## Text excerpt
[Begin]

You can see the front side of the mountain leading up to Wayah Bald from my dad’s front porch. I’m not sure whether I realized this when I was growing up here; it may have just been the “mountain over yonder in the distance.”   
 
When I was a kid, we lived across the creek from my dad’s current house, on the other side of the little valley, and our front porch view was of Owl Knob – a long, sloping mountain with a humped back like a brontosaurus and a long low neck that stretched to a smaller head (peak). We owned 120 acres of fields and scrubby woods, and from our front porch at the time, we owned all the land we could see and could not see another house. Our little creek flowed out of the Cowee mountains – a smaller range than the Smokies or Nantahalas, but with their own fire tower atop 5,000-foot Cowee Bald.  
 
Three miles from our house, as the crow flies, was the Cowee Indian mound, and the historical site of one of the principal towns of the Cherokee tribe, along the banks of the Little Tennessee River. Botanist and explorer William Bartram passed through here in 1775 and wrote of “a world of mountains piled upon mountains” as he rode through fields of ripe wild strawberries so abundant, they stained the hooves of his horse red.  

I guess what I’m getting at is that Macon County was a pretty good place for a half-feral budding outdoorsman to grow up. In his classic autobiographical novel, “A River Runs Through It,” Norman Maclean wrote: 
 
“In our family, there was no clear line between religion and fly fishing. …our father was a Presbyterian minister and a fly fisherman who tied his own flies and taught others. He told us about Christ’s disciples being fishermen, and we were left to assume, as my brother and I did, that all first-class fishermen on the Sea of Galilee were fly fishermen and that John, the favorite, was a dry-fly fisherman.” 
 
In our family there was no such ambiguity; there was a clear distinction between religion and fishing; but I went through adolescence under the mistaken notion that every kid grew up in the shadow of mountains, with room to roam and a trout stream to fish.

[End]

## Stated task 1
Decide whether each statement agrees with the Macon County passage, answering yes or no and quoting the words that settle it: (a) The family once owned 120 acres. (b) Wild blackberries stained the hooves of Bartram's horse. (c) The narrator's family kept religion and fishing clearly apart.
## Stated task 2
Update the part of the Macon County passage starting at "I guess what" and ending at "stream to fish.", putting "mountain river" in place of "trout stream".
The lines that come after this passage are not needed for any of this work.

## Supplied entries

[Begin]

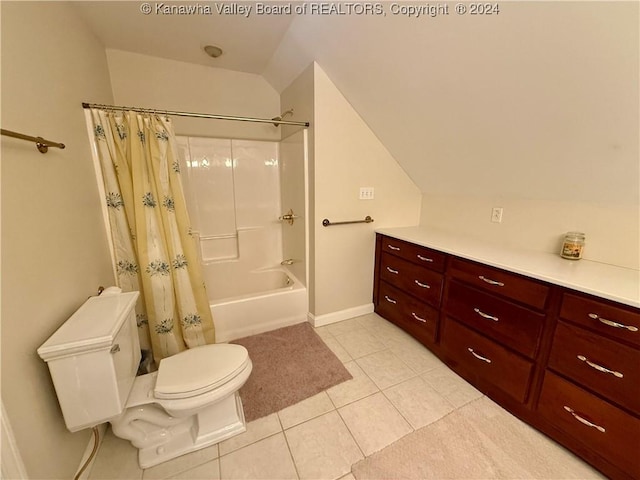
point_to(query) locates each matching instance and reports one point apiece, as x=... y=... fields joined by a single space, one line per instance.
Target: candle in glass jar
x=573 y=246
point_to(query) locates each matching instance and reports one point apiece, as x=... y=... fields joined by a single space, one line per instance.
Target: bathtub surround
x=154 y=250
x=236 y=191
x=289 y=365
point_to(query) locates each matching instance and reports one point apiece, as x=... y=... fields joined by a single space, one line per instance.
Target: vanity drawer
x=514 y=326
x=424 y=284
x=414 y=253
x=612 y=321
x=486 y=360
x=605 y=429
x=410 y=314
x=601 y=365
x=500 y=282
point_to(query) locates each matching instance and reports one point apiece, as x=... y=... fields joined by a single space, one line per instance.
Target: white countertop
x=607 y=281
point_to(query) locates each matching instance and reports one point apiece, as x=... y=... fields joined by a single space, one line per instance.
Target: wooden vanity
x=556 y=342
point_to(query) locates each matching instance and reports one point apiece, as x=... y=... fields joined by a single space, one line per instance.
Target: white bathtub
x=254 y=302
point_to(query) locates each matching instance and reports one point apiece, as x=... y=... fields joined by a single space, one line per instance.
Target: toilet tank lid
x=92 y=327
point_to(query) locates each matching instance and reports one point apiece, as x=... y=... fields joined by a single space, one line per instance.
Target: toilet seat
x=199 y=370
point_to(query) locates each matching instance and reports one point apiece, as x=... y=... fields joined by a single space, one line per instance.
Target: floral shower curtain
x=154 y=250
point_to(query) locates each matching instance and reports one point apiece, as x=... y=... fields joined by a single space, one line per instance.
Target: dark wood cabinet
x=566 y=362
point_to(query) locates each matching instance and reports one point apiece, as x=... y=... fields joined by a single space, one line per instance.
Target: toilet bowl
x=190 y=403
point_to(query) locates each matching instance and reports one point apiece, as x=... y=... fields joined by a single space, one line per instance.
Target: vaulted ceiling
x=536 y=99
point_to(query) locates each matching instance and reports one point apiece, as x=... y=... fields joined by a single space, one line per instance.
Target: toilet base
x=212 y=425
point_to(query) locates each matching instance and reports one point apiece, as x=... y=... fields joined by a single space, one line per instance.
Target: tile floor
x=398 y=386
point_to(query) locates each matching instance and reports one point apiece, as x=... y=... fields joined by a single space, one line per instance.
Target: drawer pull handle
x=485 y=315
x=479 y=357
x=418 y=318
x=611 y=323
x=600 y=368
x=490 y=282
x=584 y=420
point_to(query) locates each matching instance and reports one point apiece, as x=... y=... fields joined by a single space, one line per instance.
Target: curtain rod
x=196 y=115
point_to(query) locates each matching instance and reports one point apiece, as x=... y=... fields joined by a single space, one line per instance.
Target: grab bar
x=327 y=223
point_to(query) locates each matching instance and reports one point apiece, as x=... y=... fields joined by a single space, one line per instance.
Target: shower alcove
x=237 y=191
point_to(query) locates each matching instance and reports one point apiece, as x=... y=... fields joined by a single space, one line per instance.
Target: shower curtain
x=155 y=253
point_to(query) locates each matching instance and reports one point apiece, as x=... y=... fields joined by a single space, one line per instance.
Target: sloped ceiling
x=537 y=101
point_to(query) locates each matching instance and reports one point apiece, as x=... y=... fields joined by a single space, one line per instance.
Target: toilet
x=189 y=403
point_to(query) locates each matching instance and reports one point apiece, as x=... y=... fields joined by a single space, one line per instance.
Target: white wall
x=535 y=109
x=299 y=95
x=151 y=82
x=612 y=230
x=54 y=249
x=349 y=156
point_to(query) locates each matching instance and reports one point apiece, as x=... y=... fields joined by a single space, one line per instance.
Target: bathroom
x=54 y=249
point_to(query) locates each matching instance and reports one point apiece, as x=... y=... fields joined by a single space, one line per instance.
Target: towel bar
x=327 y=223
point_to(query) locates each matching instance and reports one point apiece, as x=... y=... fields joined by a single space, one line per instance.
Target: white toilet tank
x=93 y=359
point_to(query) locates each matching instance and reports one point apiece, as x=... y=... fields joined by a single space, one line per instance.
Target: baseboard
x=102 y=430
x=12 y=465
x=333 y=317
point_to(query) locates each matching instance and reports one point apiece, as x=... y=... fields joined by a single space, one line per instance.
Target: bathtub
x=258 y=301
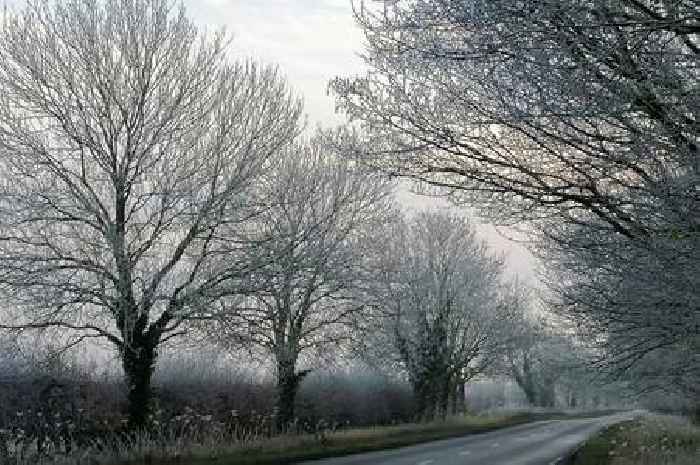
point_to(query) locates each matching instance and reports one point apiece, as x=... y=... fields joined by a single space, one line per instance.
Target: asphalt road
x=539 y=443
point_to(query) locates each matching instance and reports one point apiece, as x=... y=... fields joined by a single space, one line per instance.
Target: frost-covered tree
x=310 y=294
x=130 y=148
x=439 y=311
x=578 y=118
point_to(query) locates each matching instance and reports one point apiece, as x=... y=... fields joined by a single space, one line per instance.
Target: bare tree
x=310 y=294
x=578 y=118
x=130 y=153
x=575 y=110
x=439 y=310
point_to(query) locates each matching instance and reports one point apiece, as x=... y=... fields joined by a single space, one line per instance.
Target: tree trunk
x=139 y=361
x=288 y=381
x=461 y=397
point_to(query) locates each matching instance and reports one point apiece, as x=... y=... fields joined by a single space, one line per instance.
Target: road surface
x=538 y=443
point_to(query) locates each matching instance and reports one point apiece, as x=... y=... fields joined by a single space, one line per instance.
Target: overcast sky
x=311 y=40
x=314 y=41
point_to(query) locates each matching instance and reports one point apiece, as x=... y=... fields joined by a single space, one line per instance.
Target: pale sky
x=313 y=41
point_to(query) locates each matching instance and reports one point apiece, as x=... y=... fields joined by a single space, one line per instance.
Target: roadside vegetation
x=162 y=196
x=649 y=440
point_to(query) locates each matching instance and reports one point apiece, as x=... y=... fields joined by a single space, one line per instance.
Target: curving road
x=538 y=443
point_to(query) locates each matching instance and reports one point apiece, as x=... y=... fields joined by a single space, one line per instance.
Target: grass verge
x=292 y=449
x=651 y=439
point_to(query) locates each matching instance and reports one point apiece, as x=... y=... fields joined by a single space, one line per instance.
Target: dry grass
x=650 y=440
x=164 y=447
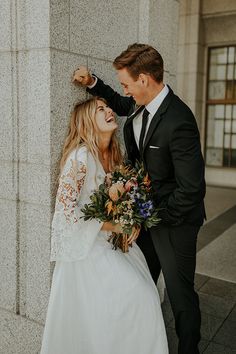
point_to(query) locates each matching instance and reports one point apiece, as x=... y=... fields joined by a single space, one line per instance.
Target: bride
x=102 y=301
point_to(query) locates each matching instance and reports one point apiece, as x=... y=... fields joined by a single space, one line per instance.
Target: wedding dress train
x=102 y=301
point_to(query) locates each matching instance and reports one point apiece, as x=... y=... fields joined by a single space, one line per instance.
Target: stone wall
x=42 y=42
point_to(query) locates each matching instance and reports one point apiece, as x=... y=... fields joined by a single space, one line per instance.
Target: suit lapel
x=158 y=116
x=130 y=143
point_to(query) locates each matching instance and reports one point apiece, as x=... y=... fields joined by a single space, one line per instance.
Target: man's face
x=131 y=87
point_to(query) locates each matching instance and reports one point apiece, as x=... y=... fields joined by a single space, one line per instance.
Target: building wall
x=203 y=23
x=42 y=43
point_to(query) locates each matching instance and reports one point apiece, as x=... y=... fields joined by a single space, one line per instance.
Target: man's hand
x=82 y=77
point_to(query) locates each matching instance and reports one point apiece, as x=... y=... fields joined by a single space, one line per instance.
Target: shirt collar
x=153 y=106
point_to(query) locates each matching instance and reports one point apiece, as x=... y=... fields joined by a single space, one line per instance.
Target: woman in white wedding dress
x=102 y=301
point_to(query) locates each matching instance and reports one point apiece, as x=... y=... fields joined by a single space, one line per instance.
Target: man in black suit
x=162 y=132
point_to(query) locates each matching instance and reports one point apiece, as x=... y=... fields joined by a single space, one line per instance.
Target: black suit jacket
x=171 y=154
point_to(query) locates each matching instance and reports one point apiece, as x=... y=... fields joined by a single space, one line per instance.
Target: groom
x=162 y=132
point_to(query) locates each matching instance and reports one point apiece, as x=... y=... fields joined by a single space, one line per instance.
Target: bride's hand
x=134 y=235
x=82 y=77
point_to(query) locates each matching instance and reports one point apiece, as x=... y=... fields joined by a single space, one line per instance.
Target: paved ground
x=215 y=267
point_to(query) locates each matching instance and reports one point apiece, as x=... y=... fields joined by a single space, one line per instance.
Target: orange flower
x=116 y=191
x=109 y=207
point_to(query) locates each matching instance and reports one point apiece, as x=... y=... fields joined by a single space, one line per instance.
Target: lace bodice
x=72 y=237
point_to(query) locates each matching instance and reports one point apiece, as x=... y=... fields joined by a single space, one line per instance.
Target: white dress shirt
x=152 y=107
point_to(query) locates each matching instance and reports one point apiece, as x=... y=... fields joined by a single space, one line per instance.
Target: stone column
x=42 y=43
x=190 y=77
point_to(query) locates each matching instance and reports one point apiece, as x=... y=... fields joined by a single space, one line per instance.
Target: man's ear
x=144 y=79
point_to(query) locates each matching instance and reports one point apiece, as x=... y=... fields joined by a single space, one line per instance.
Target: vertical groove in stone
x=15 y=140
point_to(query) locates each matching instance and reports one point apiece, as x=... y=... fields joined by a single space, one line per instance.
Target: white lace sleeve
x=72 y=237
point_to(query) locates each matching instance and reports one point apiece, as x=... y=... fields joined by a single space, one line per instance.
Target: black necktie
x=143 y=129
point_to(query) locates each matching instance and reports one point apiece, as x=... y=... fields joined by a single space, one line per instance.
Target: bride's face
x=105 y=118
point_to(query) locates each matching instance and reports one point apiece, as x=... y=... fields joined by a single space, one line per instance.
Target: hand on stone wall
x=82 y=76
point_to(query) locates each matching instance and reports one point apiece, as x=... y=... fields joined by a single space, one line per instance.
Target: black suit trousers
x=172 y=249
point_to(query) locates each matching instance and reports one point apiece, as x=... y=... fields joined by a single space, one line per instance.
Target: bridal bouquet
x=125 y=198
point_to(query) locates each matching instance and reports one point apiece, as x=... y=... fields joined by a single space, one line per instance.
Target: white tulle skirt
x=106 y=303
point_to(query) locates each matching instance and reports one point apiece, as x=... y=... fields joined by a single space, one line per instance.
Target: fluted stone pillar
x=42 y=42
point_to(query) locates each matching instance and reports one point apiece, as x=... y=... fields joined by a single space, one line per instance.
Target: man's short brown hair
x=141 y=58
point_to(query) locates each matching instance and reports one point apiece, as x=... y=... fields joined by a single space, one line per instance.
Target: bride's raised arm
x=72 y=237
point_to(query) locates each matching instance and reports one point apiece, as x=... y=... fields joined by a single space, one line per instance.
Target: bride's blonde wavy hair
x=83 y=131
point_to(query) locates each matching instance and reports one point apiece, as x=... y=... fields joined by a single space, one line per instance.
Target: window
x=221 y=107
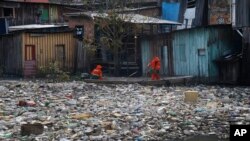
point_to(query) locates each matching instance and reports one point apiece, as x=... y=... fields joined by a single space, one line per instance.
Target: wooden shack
x=29 y=47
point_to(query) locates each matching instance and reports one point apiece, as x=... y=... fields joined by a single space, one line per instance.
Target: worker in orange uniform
x=155 y=65
x=97 y=73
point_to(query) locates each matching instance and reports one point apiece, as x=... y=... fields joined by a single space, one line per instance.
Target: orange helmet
x=157 y=59
x=98 y=66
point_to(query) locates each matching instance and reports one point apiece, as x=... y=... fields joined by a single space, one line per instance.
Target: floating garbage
x=84 y=111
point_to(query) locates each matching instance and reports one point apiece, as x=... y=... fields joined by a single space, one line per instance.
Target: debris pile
x=82 y=111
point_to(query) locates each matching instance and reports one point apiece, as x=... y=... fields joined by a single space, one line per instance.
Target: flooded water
x=204 y=138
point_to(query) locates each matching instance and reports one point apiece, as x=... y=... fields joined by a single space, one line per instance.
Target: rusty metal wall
x=45 y=46
x=11 y=53
x=219 y=12
x=155 y=46
x=196 y=50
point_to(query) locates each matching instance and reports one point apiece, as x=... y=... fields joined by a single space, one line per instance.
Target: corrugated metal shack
x=242 y=24
x=29 y=47
x=31 y=12
x=196 y=50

[End]

## Worked answer 1
(a) Yes: "We owned 120 acres of fields and scrubby woods"
(b) No: "fields of ripe wild strawberries so abundant, they stained the hooves of his horse red"
(c) Yes: "there was a clear distinction between religion and fishing"

## Worked answer 2
I guess what I’m getting at is that Macon County was a pretty good place for a half-feral budding outdoorsman to grow up. In his classic autobiographical novel, “A River Runs Through It,” Norman Maclean wrote: 
 
“In our family, there was no clear line between religion and fly fishing. …our father was a Presbyterian minister and a fly fisherman who tied his own flies and taught others. He told us about Christ’s disciples being fishermen, and we were left to assume, as my brother and I did, that all first-class fishermen on the Sea of Galilee were fly fishermen and that John, the favorite, was a dry-fly fisherman.” 
 
In our family there was no such ambiguity; there was a clear distinction between religion and fishing; but I went through adolescence under the mistaken notion that every kid grew up in the shadow of mountains, with room to roam and a mountain river to fish.